Directions for this task =>
Using the word "small" as the filter, copy each matching line from the records.

::: Data :::

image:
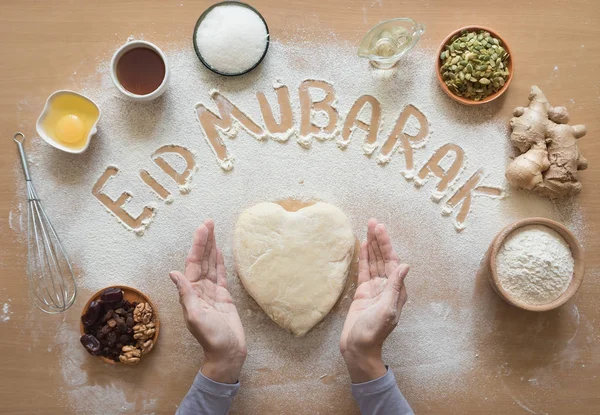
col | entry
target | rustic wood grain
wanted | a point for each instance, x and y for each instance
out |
(50, 45)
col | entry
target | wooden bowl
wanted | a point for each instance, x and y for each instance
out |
(438, 65)
(576, 251)
(131, 295)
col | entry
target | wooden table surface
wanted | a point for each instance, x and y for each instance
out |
(51, 45)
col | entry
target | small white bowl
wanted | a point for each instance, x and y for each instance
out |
(49, 139)
(132, 44)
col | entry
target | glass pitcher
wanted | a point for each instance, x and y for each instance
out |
(388, 41)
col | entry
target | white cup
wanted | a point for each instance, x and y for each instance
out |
(133, 44)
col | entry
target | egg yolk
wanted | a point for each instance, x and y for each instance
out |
(70, 129)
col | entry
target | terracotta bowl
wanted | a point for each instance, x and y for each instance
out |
(465, 101)
(576, 251)
(131, 295)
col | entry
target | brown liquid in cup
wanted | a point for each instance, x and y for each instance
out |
(141, 70)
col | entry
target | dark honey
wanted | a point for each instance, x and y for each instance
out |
(141, 70)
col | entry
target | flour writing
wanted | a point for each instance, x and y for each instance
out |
(410, 132)
(320, 120)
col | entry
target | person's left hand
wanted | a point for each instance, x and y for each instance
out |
(208, 308)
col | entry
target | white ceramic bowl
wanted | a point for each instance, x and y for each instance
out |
(57, 144)
(132, 44)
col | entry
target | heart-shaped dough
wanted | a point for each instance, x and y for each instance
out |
(294, 264)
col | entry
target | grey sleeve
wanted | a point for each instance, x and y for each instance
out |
(381, 397)
(207, 397)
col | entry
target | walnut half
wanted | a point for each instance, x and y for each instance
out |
(144, 331)
(142, 313)
(130, 355)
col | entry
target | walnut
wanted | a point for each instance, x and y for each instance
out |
(130, 355)
(142, 313)
(144, 331)
(145, 346)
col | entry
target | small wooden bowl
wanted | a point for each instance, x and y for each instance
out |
(131, 295)
(576, 251)
(438, 66)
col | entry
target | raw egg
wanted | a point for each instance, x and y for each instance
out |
(68, 121)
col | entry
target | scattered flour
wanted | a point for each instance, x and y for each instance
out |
(434, 346)
(535, 265)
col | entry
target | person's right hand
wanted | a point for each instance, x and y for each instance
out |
(376, 307)
(208, 308)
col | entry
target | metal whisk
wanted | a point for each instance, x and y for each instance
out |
(51, 279)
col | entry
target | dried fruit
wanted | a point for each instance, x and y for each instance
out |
(474, 65)
(91, 316)
(118, 329)
(142, 313)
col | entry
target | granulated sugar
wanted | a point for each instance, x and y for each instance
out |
(433, 347)
(231, 38)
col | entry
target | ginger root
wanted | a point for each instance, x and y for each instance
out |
(550, 158)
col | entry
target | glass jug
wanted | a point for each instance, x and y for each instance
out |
(388, 41)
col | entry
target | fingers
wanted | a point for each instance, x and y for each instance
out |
(184, 287)
(372, 261)
(371, 230)
(221, 274)
(193, 263)
(385, 244)
(212, 259)
(395, 291)
(210, 242)
(363, 264)
(378, 259)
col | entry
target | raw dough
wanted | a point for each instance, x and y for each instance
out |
(294, 264)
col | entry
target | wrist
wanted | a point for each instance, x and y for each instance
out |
(223, 370)
(364, 367)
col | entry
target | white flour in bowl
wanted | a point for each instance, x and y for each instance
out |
(433, 351)
(535, 264)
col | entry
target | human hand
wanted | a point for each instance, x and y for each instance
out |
(376, 307)
(208, 308)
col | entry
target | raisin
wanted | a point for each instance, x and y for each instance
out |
(111, 338)
(93, 313)
(91, 344)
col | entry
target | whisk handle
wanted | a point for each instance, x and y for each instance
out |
(19, 138)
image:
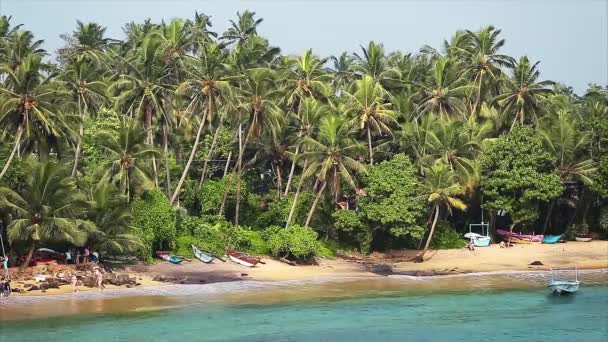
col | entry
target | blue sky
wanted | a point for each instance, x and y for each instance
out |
(570, 38)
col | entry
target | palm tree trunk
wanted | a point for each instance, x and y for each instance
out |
(238, 178)
(12, 155)
(227, 163)
(210, 153)
(192, 153)
(420, 257)
(293, 167)
(28, 258)
(167, 168)
(314, 204)
(548, 217)
(295, 198)
(369, 144)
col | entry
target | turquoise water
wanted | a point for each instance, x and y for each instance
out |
(483, 316)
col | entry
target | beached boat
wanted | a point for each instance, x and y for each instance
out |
(560, 286)
(478, 240)
(551, 238)
(518, 237)
(167, 257)
(201, 255)
(583, 238)
(242, 258)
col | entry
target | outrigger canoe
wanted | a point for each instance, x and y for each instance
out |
(201, 255)
(165, 256)
(242, 258)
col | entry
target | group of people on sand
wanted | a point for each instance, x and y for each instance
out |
(71, 256)
(98, 280)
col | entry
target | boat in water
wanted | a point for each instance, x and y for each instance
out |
(167, 257)
(242, 258)
(551, 238)
(519, 238)
(201, 255)
(561, 286)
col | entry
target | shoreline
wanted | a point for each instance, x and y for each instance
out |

:::

Response to this task =>
target | small white bowl
target | small wooden bowl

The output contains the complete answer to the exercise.